Text for analysis
────

We navigate the wide sidewalk, past the families smoking their arghilehs under the no arghileh signs posted by the Beirut Municipality. A jogger in a complete Lululemon outfit wizzes by. She is much faster than us, despite our hurried pace. The fishermen lined up along the railing at their usual spots, in front of the old fishermen’s port—what (or perhaps who?) will they catch tonight? We slow down to watch one of the teenagers nosedive (or better, bellyflop) from the railing into the water. How high is that jump? 20 meters? The young woman seated on the ground with an infant in her lap asks me if I want to buy gum from her again: “not this time,” I say.
My friend is Palestinian, but like me, has lived most of his life outside the region. I use the opportunity to explain to him how cruising works on this uniquely wide sidewalk of the city. Between the sound of the crashing waves and the cacophony of the car traffic, our conversation is (thankfully) concealed and our privacy preserved.
We hold our breath as we walk past the sewer that dumps its contents directly into the water. We try to convince ourselves that it is stormwater, but the smell reveals otherwise. It is still technically winter, and the beach at the American University of Beirut has not officially opened yet. But as we stride by, we make sure that we take a good look at the men who have taken over the beach, playing their sports on its bare concrete grounds. A young man is hiding behind a massive bouquet of transparent balloons wrapped in multicolored LED lights, selling them to nagging children and couples going on first dates. He looks like a character from a Miyazaki film. A Black couple leans against the railing, facing the sea, probably to avoid seeing the spectrum of gazes of the passers-by. Their own gazes sway between each other and the sea. The tiling under our feet delineates a lane for cyclists, but neither cyclists nor pedestrians acknowledge it. Miraculously, I have not witnessed any significant collisions, yet.
Our eyes scan the people of the corniche. If my friend and I hold hands, can we pass for Syrians? Or will we be spotted as homos first? Do we want to put ourselves in danger like that? Practically, I am Syrian, but not to the eyes of the corniche goers, I think.
It’s eight o’clock. On a different night, I would walk my friend down all 4.8 kilometers of this sidewalk. We would absorb all the encounters that it facilitates. But tonight, we hop on Bus number 15 and ride all the way down to Manara. One thousand liras each is our fare. A reasonable price, in a different epoch before the 2019 economic crises.
***
17 October happens, and the protest square is barricaded and reclaimed. Suddenly, the corniche is no longer the only public space in the city. The downtown, now restored to its original name, وسط البلد—turns from a network of streets into a large network of sidewalks. Even the Ring road, normally a congested urban highway, becomes a sidewalk (and occasionally a living room, when the protestors blockaded the road and furnished it accordingly). All the activities that used to belong to the corniche now happen here as well. The commerce, the leisure, and even the jogging—back and forth from the teargas and the police line.
And of course, there is the cruising. There is so much cruising, because there are so many of us at the front lines. On a telephone exchange box under the Ring Road and across from the Armenian Catholic Cathedral, someone has spray painted a declaration: “ثورة قوم لوط”, meaning “Revolution of the Sodomites”. I cannot tell, is the artist (yes, whoever drew this is an artist) declaring their own sexuality? Or is the statement meant as a mockery of the protestors? Is it actually both?

────

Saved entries
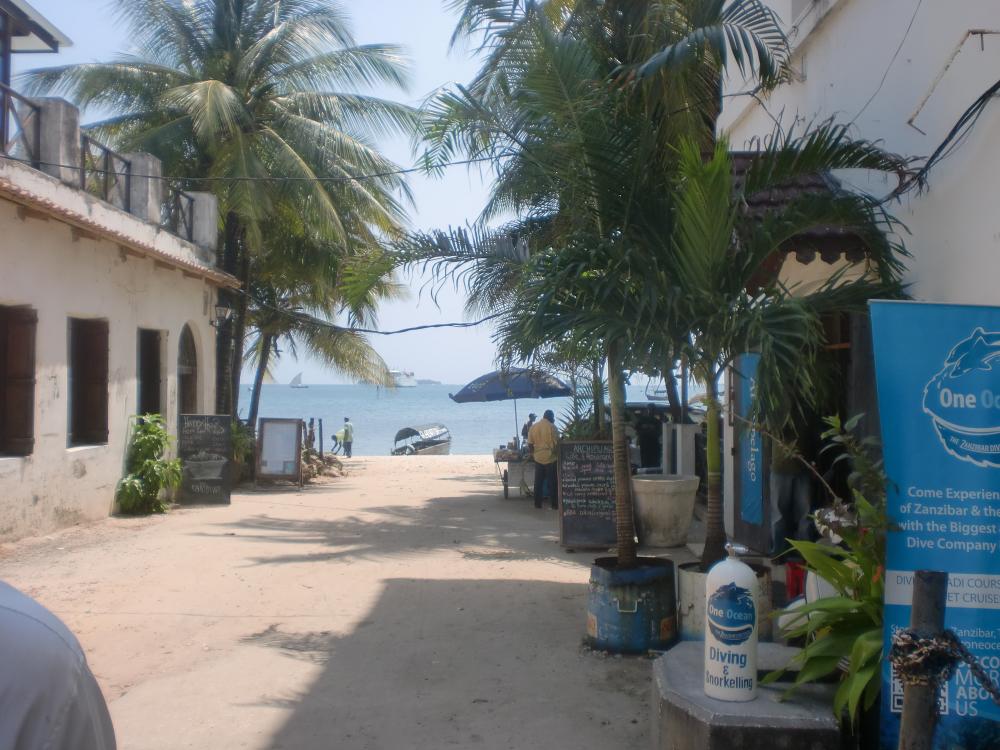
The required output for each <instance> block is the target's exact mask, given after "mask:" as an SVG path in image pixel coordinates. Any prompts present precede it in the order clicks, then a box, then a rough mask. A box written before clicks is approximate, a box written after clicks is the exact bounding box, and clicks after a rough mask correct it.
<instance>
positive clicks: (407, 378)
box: [389, 370, 417, 388]
mask: <svg viewBox="0 0 1000 750" xmlns="http://www.w3.org/2000/svg"><path fill="white" fill-rule="evenodd" d="M389 374H390V375H392V379H393V382H395V384H396V387H397V388H416V387H417V379H416V378H415V377H413V373H412V372H408V371H406V370H389Z"/></svg>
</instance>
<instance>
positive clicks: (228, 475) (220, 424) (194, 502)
mask: <svg viewBox="0 0 1000 750" xmlns="http://www.w3.org/2000/svg"><path fill="white" fill-rule="evenodd" d="M177 435H178V440H177V456H178V458H180V459H181V465H182V472H183V473H182V475H181V493H180V502H181V503H222V504H228V503H229V495H230V491H231V489H232V478H231V477H230V472H231V465H232V461H231V459H232V456H233V433H232V418H231V417H229V416H228V415H218V414H181V415H180V417H179V418H178V423H177Z"/></svg>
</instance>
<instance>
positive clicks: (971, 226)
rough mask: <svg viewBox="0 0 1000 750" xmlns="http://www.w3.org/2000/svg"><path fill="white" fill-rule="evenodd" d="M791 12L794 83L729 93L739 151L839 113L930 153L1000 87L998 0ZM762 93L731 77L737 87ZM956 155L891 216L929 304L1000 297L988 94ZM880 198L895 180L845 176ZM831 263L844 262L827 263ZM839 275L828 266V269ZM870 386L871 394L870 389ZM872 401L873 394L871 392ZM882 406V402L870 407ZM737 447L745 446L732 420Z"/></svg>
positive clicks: (726, 132) (865, 350)
mask: <svg viewBox="0 0 1000 750" xmlns="http://www.w3.org/2000/svg"><path fill="white" fill-rule="evenodd" d="M765 2H766V4H767V5H769V6H770V7H771V8H772V9H773V10H774V11H775V12H776V13H777V14H778V15H779V16H780V18H781V19H782V21H783V24H784V28H785V31H786V33H787V34H788V37H789V40H790V43H791V48H792V58H791V68H792V77H793V80H792V81H791V82H789V83H786V84H784V85H782V86H780V87H779V88H778V89H776V90H775V91H774V92H772V93H770V94H768V95H766V96H762V97H761V98H760V100H759V101H758V100H756V99H754V98H752V97H750V96H740V95H734V96H729V97H727V98H726V99H725V102H726V104H725V108H724V111H723V114H722V118H721V120H720V130H721V131H722V132H724V133H725V134H726V135H727V136H728V138H729V141H730V146H731V148H733V149H734V150H740V149H744V148H750V147H752V146H753V145H754V144H755V141H756V139H762V138H766V137H767V136H769V135H771V134H772V133H773V132H774V130H775V127H776V122H777V123H780V125H781V127H782V128H784V129H785V130H787V129H789V128H791V127H793V126H794V127H795V129H796V130H797V132H799V133H801V132H802V131H803V129H804V128H805V127H806V126H807V125H808V124H809V123H814V122H820V121H824V120H827V119H830V118H833V119H835V120H836V121H837V122H841V123H845V124H846V123H850V124H851V125H852V134H853V135H855V136H857V137H861V138H865V139H868V140H871V141H876V142H879V143H880V144H881V145H882V146H883V147H884V148H886V149H887V150H889V151H892V152H895V153H898V154H901V155H904V156H911V157H917V158H918V162H917V164H918V165H919V163H920V162H919V160H920V159H922V158H926V157H929V156H930V155H932V154H933V153H934V152H935V150H937V149H938V147H939V146H940V145H941V144H944V143H946V141H947V139H948V137H949V133H951V131H952V130H953V128H955V127H956V125H957V124H958V123H959V122H960V120H961V119H962V118H963V115H964V114H965V113H966V112H967V111H968V110H969V108H970V107H971V106H972V105H974V104H975V102H976V101H977V99H980V97H982V96H983V94H984V93H986V92H987V91H988V90H990V89H991V87H993V86H995V85H997V83H998V82H1000V5H998V3H997V2H996V0H962V2H935V1H928V0H922V1H921V0H765ZM750 88H752V87H751V86H748V85H747V84H745V83H744V82H742V81H739V80H731V81H729V82H728V93H730V94H738V92H741V91H746V90H748V89H750ZM955 135H956V136H957V137H954V138H953V139H952V140H951V141H950V143H949V144H948V145H947V146H946V147H945V154H946V155H945V157H944V158H943V159H940V160H939V161H937V162H936V163H935V164H934V166H933V167H932V168H931V169H930V171H929V172H928V173H927V184H926V189H925V190H924V191H918V190H910V191H908V192H907V193H906V194H905V195H904V196H903V198H902V200H901V202H894V203H890V204H888V209H889V210H890V212H891V213H892V214H893V215H894V216H896V218H898V219H899V220H901V221H902V222H903V224H904V225H905V226H906V228H907V229H908V230H909V233H908V234H903V235H902V239H903V241H904V242H905V245H906V247H907V249H908V250H909V252H910V253H912V256H913V257H912V258H909V259H907V260H906V264H907V266H908V272H907V274H906V276H905V278H904V281H905V282H907V283H908V284H909V290H908V291H909V293H910V294H911V295H912V296H914V297H915V298H917V299H921V300H927V301H935V302H962V303H973V304H990V305H997V304H1000V286H998V284H997V278H998V277H1000V211H998V210H997V208H996V202H997V195H998V189H1000V99H997V98H995V97H994V98H992V99H991V100H989V101H986V102H985V105H984V106H983V107H982V108H981V113H980V114H979V115H978V116H976V117H974V118H972V120H971V122H970V124H969V126H968V127H967V128H964V129H962V130H961V131H959V132H958V133H956V134H955ZM836 177H838V179H840V180H841V181H842V182H843V184H845V185H847V186H850V185H852V184H854V185H857V186H858V187H860V188H862V189H864V190H866V191H868V192H870V193H871V194H873V195H879V196H881V195H887V194H888V193H889V192H890V191H891V190H892V189H893V188H894V187H895V185H886V184H872V183H870V182H865V181H864V180H865V179H866V177H867V176H866V175H859V174H838V175H836ZM823 265H824V264H811V265H810V266H799V265H797V264H796V262H795V259H794V258H793V257H791V256H789V258H788V259H786V261H785V264H784V266H783V268H782V273H783V275H785V276H789V277H798V276H799V275H800V274H805V275H815V274H816V273H819V274H820V275H823V274H824V273H825V272H824V270H823ZM826 268H827V269H828V270H829V269H831V268H832V267H831V266H829V265H827V266H826ZM826 272H828V271H826ZM863 334H864V332H863V331H860V330H853V331H852V332H851V335H850V336H849V337H848V339H849V343H845V344H844V346H848V347H849V351H848V352H847V353H846V356H847V357H848V358H849V359H850V360H851V362H852V366H858V367H867V365H866V364H865V363H864V362H861V361H860V360H862V359H864V358H870V356H871V354H870V348H869V346H870V345H869V342H868V341H867V340H865V339H866V336H864V335H863ZM865 395H867V394H865ZM859 400H860V401H861V402H862V403H864V401H865V400H866V399H865V398H861V399H859ZM858 410H860V411H870V408H869V409H864V408H862V409H858ZM727 433H728V434H727V450H726V454H725V455H726V456H727V457H728V456H730V451H729V450H728V449H729V448H730V447H731V446H732V429H731V428H727ZM736 468H737V467H736V466H734V462H733V461H732V460H730V461H729V465H728V466H727V469H726V505H727V516H728V518H727V523H728V525H729V528H730V529H732V524H733V511H734V495H735V492H734V487H733V476H734V474H735V473H736V471H735V469H736Z"/></svg>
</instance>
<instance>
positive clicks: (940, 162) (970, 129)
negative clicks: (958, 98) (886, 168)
mask: <svg viewBox="0 0 1000 750" xmlns="http://www.w3.org/2000/svg"><path fill="white" fill-rule="evenodd" d="M997 96H1000V81H997V82H996V83H994V84H993V85H992V86H990V87H989V88H988V89H986V91H984V92H983V93H982V94H980V95H979V97H977V98H976V100H975V101H974V102H973V103H972V104H971V105H969V107H968V108H967V109H966V110H965V111H964V112H963V113H962V115H961V116H960V117H959V118H958V121H957V122H956V123H955V124H954V125H953V126H952V128H951V130H949V131H948V134H947V135H946V136H945V137H944V140H943V141H941V143H940V144H939V145H938V147H937V148H936V149H934V153H932V154H931V155H930V156H929V157H927V160H926V161H925V162H924V164H923V166H922V167H921V168H920V169H919V170H918V171H917V172H916V173H915V174H914V175H913V176H912V177H910V178H909V179H908V180H906V181H905V182H903V183H900V185H899V186H898V187H897V188H896V189H895V190H893V191H892V192H891V193H889V195H887V196H886V197H885V198H883V199H882V200H881V201H879V203H887V202H889V201H890V200H893V199H895V198H898V197H900V196H901V195H903V194H904V193H906V192H908V191H910V190H911V189H913V188H914V187H922V186H923V185H924V183H925V182H926V180H927V175H928V173H929V172H930V171H931V169H933V168H934V166H935V165H937V164H940V163H941V162H942V161H944V160H945V159H947V158H948V157H949V156H951V155H952V154H953V153H955V151H956V150H957V149H958V147H959V146H961V145H962V144H963V143H964V142H965V140H966V138H968V136H969V134H970V133H971V132H972V129H973V128H974V127H975V125H976V122H977V121H978V120H979V118H980V117H981V116H982V114H983V112H984V111H985V110H986V107H987V105H989V103H990V101H991V100H992V99H993V98H995V97H997Z"/></svg>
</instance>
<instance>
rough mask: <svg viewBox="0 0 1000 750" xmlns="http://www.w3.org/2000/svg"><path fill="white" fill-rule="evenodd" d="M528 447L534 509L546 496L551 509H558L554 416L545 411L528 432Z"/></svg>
mask: <svg viewBox="0 0 1000 750" xmlns="http://www.w3.org/2000/svg"><path fill="white" fill-rule="evenodd" d="M528 446H529V447H530V448H531V457H532V458H533V459H534V460H535V507H536V508H541V507H542V497H543V495H547V496H548V498H549V502H550V503H551V506H552V508H558V507H559V491H558V489H557V484H556V483H557V481H558V477H557V475H556V460H557V459H558V458H559V431H558V430H556V415H555V414H553V413H552V410H551V409H547V410H546V411H545V413H544V414H543V415H542V418H541V419H540V420H538V421H537V422H535V424H533V425H532V426H531V429H530V430H528Z"/></svg>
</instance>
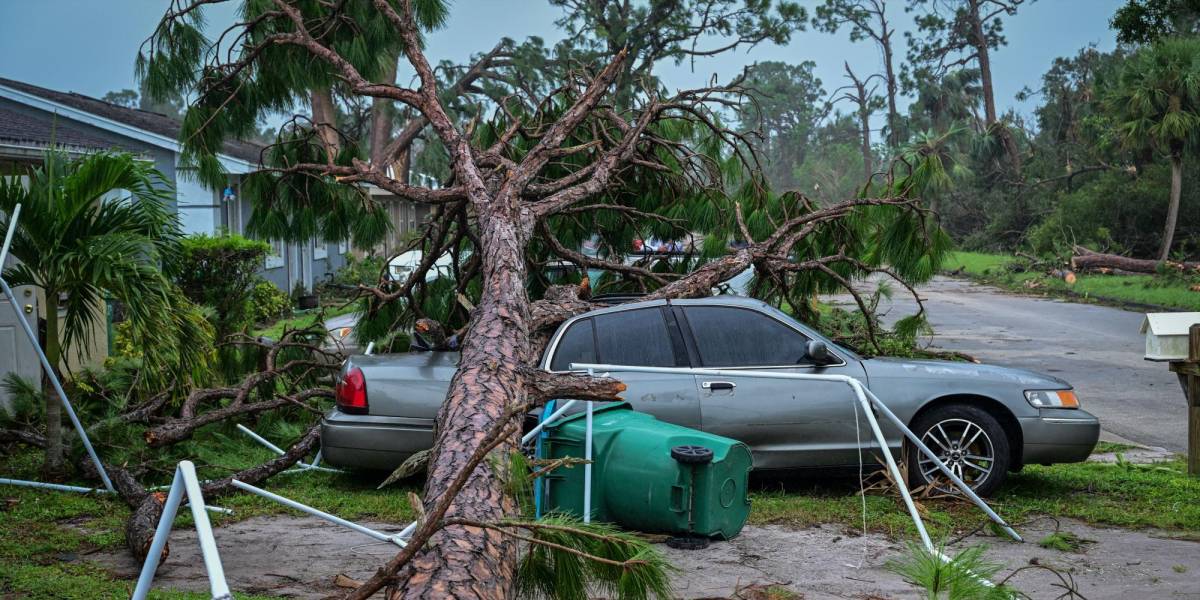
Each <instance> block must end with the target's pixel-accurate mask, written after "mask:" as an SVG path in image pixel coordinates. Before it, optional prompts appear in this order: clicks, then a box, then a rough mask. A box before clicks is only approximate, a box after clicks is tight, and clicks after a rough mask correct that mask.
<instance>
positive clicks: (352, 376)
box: [334, 367, 367, 414]
mask: <svg viewBox="0 0 1200 600" xmlns="http://www.w3.org/2000/svg"><path fill="white" fill-rule="evenodd" d="M334 396H335V397H336V398H337V409H338V410H341V412H343V413H350V414H366V413H367V383H366V379H364V378H362V370H361V368H359V367H353V368H349V370H348V371H346V372H344V373H342V378H341V379H338V380H337V386H335V388H334Z"/></svg>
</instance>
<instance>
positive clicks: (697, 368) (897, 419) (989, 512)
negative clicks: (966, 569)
mask: <svg viewBox="0 0 1200 600" xmlns="http://www.w3.org/2000/svg"><path fill="white" fill-rule="evenodd" d="M571 370H572V371H580V370H586V371H588V372H593V371H624V372H631V373H688V374H697V376H706V377H757V378H762V379H809V380H821V382H840V383H844V384H846V385H850V388H851V389H852V390H854V396H856V397H857V398H858V401H859V403H860V404H862V406H863V409H864V410H865V412H866V414H868V421H869V422H870V424H871V428H872V430H875V434H876V439H877V440H878V443H880V444H881V448H882V450H883V456H884V458H886V461H887V462H888V470H889V472H892V475H893V478H895V480H896V484H898V487H900V493H901V496H902V497H904V499H905V504H906V505H907V506H908V509H910V510H908V512H910V515H911V516H912V517H913V523H914V524H916V526H917V530H918V532H920V533H922V541H923V542H925V546H926V547H928V548H929V550H930V552H937V550H936V548H934V546H932V544H931V542H930V541H929V535H928V533H925V532H924V522H923V521H922V520H920V514H919V512H917V511H916V506H914V505H913V503H912V496H911V494H910V493H908V487H907V485H905V481H904V478H902V476H900V473H899V468H896V467H895V461H894V460H893V457H892V451H890V449H889V448H888V445H887V444H886V440H884V438H883V432H882V431H881V430H880V428H878V422H877V421H876V420H875V415H874V413H872V412H871V408H872V403H871V401H870V400H868V395H869V394H870V396H871V397H872V398H875V404H876V406H878V407H880V408H881V409H882V410H881V412H882V413H883V414H884V415H886V416H888V419H889V420H892V421H893V422H894V424H895V425H896V426H898V427H899V428H900V431H904V432H905V436H906V437H908V438H910V439H913V438H914V437H916V434H914V433H912V431H911V430H908V427H907V426H906V425H905V424H904V422H902V421H900V419H899V418H898V416H896V415H895V414H894V413H892V410H889V409H888V408H887V407H886V406H884V404H883V402H882V401H880V400H878V397H877V396H875V395H874V394H871V392H870V390H868V389H866V388H865V386H864V385H863V384H862V382H859V380H858V379H854V378H853V377H847V376H836V374H809V373H778V372H774V371H730V370H719V368H688V367H642V366H629V365H596V364H581V362H572V364H571ZM914 445H916V446H917V449H918V450H920V451H922V452H923V454H924V455H925V456H928V457H929V458H930V460H932V461H934V463H935V464H937V467H938V469H941V470H942V473H943V474H946V475H947V476H948V478H949V479H950V481H952V482H953V484H954V485H955V486H956V487H958V488H959V490H960V491H961V492H962V493H964V494H965V496H966V497H967V498H970V499H971V502H972V503H974V505H976V506H978V508H979V509H982V510H983V511H984V514H986V515H988V517H989V518H991V520H992V521H994V522H996V524H998V526H1001V527H1002V528H1003V529H1004V532H1006V533H1008V534H1009V535H1012V536H1013V539H1014V540H1016V541H1024V540H1022V539H1021V536H1020V535H1018V534H1016V532H1015V530H1013V528H1012V527H1009V526H1008V523H1006V522H1004V520H1003V518H1001V516H1000V515H997V514H996V512H995V511H994V510H991V506H989V505H988V503H985V502H984V500H983V499H982V498H979V496H978V494H976V493H974V490H971V486H968V485H966V484H965V482H964V481H962V480H961V479H959V478H958V475H955V474H954V473H953V472H950V469H949V467H947V466H946V463H944V462H942V460H941V458H938V457H937V455H935V454H934V452H932V451H931V450H930V449H929V448H928V446H925V444H922V443H920V440H919V439H918V440H917V444H914Z"/></svg>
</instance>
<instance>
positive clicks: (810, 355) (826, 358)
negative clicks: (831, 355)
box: [804, 340, 829, 365]
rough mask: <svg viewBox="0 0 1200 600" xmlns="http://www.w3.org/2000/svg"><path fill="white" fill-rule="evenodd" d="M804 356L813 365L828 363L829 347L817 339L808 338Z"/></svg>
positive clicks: (828, 360)
mask: <svg viewBox="0 0 1200 600" xmlns="http://www.w3.org/2000/svg"><path fill="white" fill-rule="evenodd" d="M804 358H805V359H808V361H809V362H811V364H814V365H828V364H829V347H828V346H826V343H824V342H822V341H818V340H810V341H809V343H808V347H806V348H805V350H804Z"/></svg>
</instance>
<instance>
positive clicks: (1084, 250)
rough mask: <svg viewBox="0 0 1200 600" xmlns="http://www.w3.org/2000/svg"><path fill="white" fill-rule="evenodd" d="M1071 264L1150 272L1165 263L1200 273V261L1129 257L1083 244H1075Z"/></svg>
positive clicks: (1119, 269) (1083, 267)
mask: <svg viewBox="0 0 1200 600" xmlns="http://www.w3.org/2000/svg"><path fill="white" fill-rule="evenodd" d="M1070 264H1072V266H1073V268H1074V269H1076V270H1087V269H1111V270H1118V271H1129V272H1150V274H1153V272H1158V266H1159V265H1162V264H1165V265H1166V266H1169V268H1172V269H1180V270H1183V271H1193V272H1196V274H1200V263H1172V262H1164V260H1151V259H1147V258H1129V257H1123V256H1120V254H1102V253H1099V252H1092V251H1091V250H1087V248H1085V247H1081V246H1075V256H1074V257H1073V258H1072V259H1070Z"/></svg>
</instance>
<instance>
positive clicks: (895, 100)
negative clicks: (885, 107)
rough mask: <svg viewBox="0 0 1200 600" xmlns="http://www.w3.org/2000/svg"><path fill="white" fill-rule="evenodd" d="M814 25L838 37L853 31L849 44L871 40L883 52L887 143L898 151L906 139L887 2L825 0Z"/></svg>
mask: <svg viewBox="0 0 1200 600" xmlns="http://www.w3.org/2000/svg"><path fill="white" fill-rule="evenodd" d="M812 25H814V26H815V28H817V29H820V30H822V31H827V32H829V34H836V32H838V31H839V30H840V29H841V28H844V26H847V28H850V41H852V42H859V41H863V40H871V41H872V42H875V46H877V47H878V49H880V56H881V60H882V61H883V72H882V73H880V77H881V78H882V79H883V88H884V97H886V98H887V103H888V136H887V143H888V145H889V146H892V148H895V146H898V145H899V144H900V140H901V139H902V138H904V136H902V134H901V132H900V112H899V110H898V109H896V96H898V94H899V89H900V82H899V77H898V74H896V71H895V61H894V59H893V52H894V50H893V46H892V36H893V35H894V34H895V30H894V29H893V28H892V23H890V22H889V20H888V14H887V0H824V4H822V5H820V6H817V8H816V16H815V17H814V18H812Z"/></svg>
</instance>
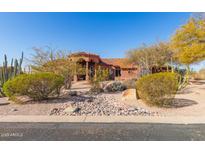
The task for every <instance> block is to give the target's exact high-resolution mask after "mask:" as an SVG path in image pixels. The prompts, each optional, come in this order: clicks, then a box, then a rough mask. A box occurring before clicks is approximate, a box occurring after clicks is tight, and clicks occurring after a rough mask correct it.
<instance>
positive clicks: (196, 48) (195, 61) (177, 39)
mask: <svg viewBox="0 0 205 154" xmlns="http://www.w3.org/2000/svg"><path fill="white" fill-rule="evenodd" d="M171 49H172V51H173V53H174V58H175V60H176V61H178V62H179V63H181V64H183V65H185V66H186V69H187V71H186V76H185V79H184V83H183V84H182V87H184V86H185V85H187V83H188V80H189V74H190V65H191V64H194V63H198V62H201V61H203V60H205V20H204V19H201V18H198V19H197V18H190V19H189V21H188V22H187V23H186V24H185V25H183V26H181V27H180V28H179V29H178V30H177V31H176V33H175V34H174V35H173V37H172V38H171Z"/></svg>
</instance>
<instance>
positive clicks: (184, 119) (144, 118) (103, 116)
mask: <svg viewBox="0 0 205 154" xmlns="http://www.w3.org/2000/svg"><path fill="white" fill-rule="evenodd" d="M0 122H72V123H167V124H168V123H169V124H205V117H203V116H202V117H194V116H186V117H185V116H183V117H182V116H180V117H179V116H178V117H176V116H169V117H151V116H30V115H28V116H24V115H21V116H19V115H1V116H0Z"/></svg>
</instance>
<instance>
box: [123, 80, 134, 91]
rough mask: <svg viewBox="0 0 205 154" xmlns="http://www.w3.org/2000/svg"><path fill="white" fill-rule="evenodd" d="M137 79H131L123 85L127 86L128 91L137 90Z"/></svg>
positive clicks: (125, 81) (123, 83) (125, 80)
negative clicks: (128, 89)
mask: <svg viewBox="0 0 205 154" xmlns="http://www.w3.org/2000/svg"><path fill="white" fill-rule="evenodd" d="M136 81H137V80H136V79H129V80H125V81H123V84H124V85H125V86H126V88H127V89H135V88H136Z"/></svg>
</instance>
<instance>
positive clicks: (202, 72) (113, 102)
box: [0, 18, 205, 117]
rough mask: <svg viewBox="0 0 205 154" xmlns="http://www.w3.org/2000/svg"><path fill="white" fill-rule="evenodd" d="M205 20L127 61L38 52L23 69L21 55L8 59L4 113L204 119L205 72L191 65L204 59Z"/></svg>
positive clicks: (84, 56)
mask: <svg viewBox="0 0 205 154" xmlns="http://www.w3.org/2000/svg"><path fill="white" fill-rule="evenodd" d="M204 23H205V20H203V19H195V18H190V19H189V20H188V22H187V23H186V24H185V25H183V26H181V27H180V28H179V29H178V30H176V32H175V34H174V35H173V36H172V37H171V38H170V40H169V41H168V42H157V43H155V44H151V45H149V46H142V47H138V48H136V49H132V50H128V51H126V56H125V57H123V58H102V57H101V56H100V55H97V54H94V53H90V52H74V53H66V52H62V51H61V50H56V51H54V50H53V49H51V48H46V49H43V48H33V53H34V54H33V56H32V57H31V59H30V60H29V65H28V66H27V68H26V67H25V66H24V65H23V62H24V53H23V52H22V55H21V58H20V59H12V60H11V62H10V61H9V60H8V59H7V55H4V59H3V63H2V65H1V66H0V116H6V115H46V116H51V117H52V116H144V117H145V116H146V117H147V116H149V117H170V116H171V117H176V116H196V117H197V116H198V117H203V116H205V112H204V110H205V102H204V100H205V69H203V68H202V69H201V70H197V71H196V70H193V69H191V66H192V65H193V64H197V63H199V62H201V61H204V59H205V53H204V51H205V44H204V40H203V39H204V36H205V34H204V29H205V26H204V25H205V24H204ZM187 31H188V32H189V33H188V34H189V37H187ZM196 33H197V37H196V36H195V34H196ZM190 40H191V41H190ZM190 55H191V56H190Z"/></svg>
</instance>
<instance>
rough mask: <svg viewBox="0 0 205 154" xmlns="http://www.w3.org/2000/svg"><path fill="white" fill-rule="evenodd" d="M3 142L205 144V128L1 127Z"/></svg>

────

Task instructions
[1] Decide whether each statement agrees with the passage about the Beirut corniche: (a) the bus fare was one thousand liras each; (b) the beach at the American University of Beirut had officially opened; (c) the "Revolution of the Sodomites" declaration was spray painted on a telephone exchange box under the Ring Road. Answer yes or no for each, quoting the deciding words of the passage.
[2] Reproduce the passage about the Beirut corniche word for word, from "It’s eight o’clock." up to and including "2019 economic crises.".
[3] Write the next part of the passage about the Beirut corniche, starting after its final sentence.

Per-task answers
[1]
(a) Yes: "One thousand liras each is our fare."
(b) No: "the beach at the American University of Beirut has not officially opened yet."
(c) Yes: "On a telephone exchange box under the Ring Road and across from the Armenian Catholic Cathedral, someone has spray painted a declaration"

[2]
It’s eight o’clock. On a different night, I would walk my friend down all 4.8 kilometers of this sidewalk. We would absorb all the encounters that it facilitates. But tonight, we hop on Bus number 15 and ride all the way down to Manara. One thousand liras each is our fare. A reasonable price, in a different epoch before the 2019 economic crises.

[3]
In his book “Unsettling the City”, Nicholas Blomley reads such public interventions as supplications. Is this statement actually a supplication as well? Is it a wish for a Beiruti Stonewall Rebellion to replace the repeatedly failed Beiruti Pride Parade? A wish for a reconfiguration of the fragile equilibrium of social relationships that has shaped the city thus far?
The location of the supplication is in one of the highest traffic areas of the city. Under the Ring bridge, surrounded by highways and speedy Van 4s, it is at a location extremely hostile to pedestrians. The protestors for a few days turned the city center into a space dedicated for foot traffic, instead of car traffic. They slowed the circulation of people and materials in the urban fabric, and forced us to look and read. The supplication is reconstituting the underpass as a space of slow engagement. It invites us to see it, and in return, it sees us. In a way, it is a reimagination of urban citizenship, transformed away from its intended function, and supplanted with a space of possibility.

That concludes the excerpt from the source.